▶ **Set exercise**: Can you rewrite every one of the rows below as a numbered list and leave out the blank lines?

▶ **Source records**:
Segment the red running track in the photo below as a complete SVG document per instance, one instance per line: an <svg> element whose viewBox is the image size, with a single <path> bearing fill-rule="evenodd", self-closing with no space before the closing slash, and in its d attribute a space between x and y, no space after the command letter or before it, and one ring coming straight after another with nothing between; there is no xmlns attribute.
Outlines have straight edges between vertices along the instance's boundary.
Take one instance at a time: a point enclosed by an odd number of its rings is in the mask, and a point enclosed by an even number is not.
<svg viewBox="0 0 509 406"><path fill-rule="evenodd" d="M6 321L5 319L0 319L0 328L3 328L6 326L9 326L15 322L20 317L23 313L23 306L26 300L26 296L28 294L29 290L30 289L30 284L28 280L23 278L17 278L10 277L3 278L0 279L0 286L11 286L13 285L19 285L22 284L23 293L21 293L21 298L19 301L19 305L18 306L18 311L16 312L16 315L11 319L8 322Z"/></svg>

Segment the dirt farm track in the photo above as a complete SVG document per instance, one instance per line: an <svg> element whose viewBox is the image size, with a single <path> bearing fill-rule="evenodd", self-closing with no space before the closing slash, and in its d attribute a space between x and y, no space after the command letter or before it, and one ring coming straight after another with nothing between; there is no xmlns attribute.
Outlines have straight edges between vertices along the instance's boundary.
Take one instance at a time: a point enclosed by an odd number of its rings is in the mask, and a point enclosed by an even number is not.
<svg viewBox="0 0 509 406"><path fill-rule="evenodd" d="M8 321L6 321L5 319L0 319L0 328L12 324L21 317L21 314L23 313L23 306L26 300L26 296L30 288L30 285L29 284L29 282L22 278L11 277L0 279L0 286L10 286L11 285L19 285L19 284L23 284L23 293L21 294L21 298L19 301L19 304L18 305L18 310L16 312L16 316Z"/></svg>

▶ **Written answer**:
1. Segment the red running track in the photo below as a complete SVG document per instance, one instance per line: an <svg> element whose viewBox is the image size, with a single <path> bearing fill-rule="evenodd", self-closing with no space before the closing slash, and in its d attribute a space between x and y, no space after the command letter or before it, and one ring coming straight after another with nothing between; there is no xmlns attribute.
2. Outlines have straight edges between vertices along the instance's boundary.
3. Take one instance at a time: a point enclosed by an odd number of its rings is in the mask, and a point enclosed by an even number is not.
4. <svg viewBox="0 0 509 406"><path fill-rule="evenodd" d="M6 321L5 319L0 319L0 328L3 328L6 326L9 326L15 322L20 317L23 313L23 306L26 300L26 296L28 294L29 290L30 289L30 284L28 280L23 278L17 278L10 277L3 278L0 279L0 286L11 286L13 285L19 285L22 284L23 293L21 293L21 298L19 301L19 305L18 306L18 311L16 312L16 315L11 319L8 322Z"/></svg>
5. Segment the dirt farm track in the photo above as a complete SVG document per instance, one instance per line: an <svg> element whose viewBox is the image size, with a single <path> bearing fill-rule="evenodd", self-closing with no space before the closing slash, and in its d attribute a space between x and y, no space after the command letter or before it, and one ring coming straight after another with nothing between; there is no xmlns attribute.
6. Outlines have straight edges between vertices along the instance's boundary.
7. Take one instance at a time: a point enclosed by an odd number of its rings is in the mask, and a point enclosed by an even number is not.
8. <svg viewBox="0 0 509 406"><path fill-rule="evenodd" d="M8 321L6 321L5 319L0 319L0 328L12 324L21 317L21 314L23 313L23 306L26 300L26 296L30 288L30 285L29 284L29 282L22 278L11 277L0 279L0 286L10 286L11 285L19 285L19 284L23 284L23 293L21 294L21 298L19 301L19 304L18 305L18 310L16 312L16 316Z"/></svg>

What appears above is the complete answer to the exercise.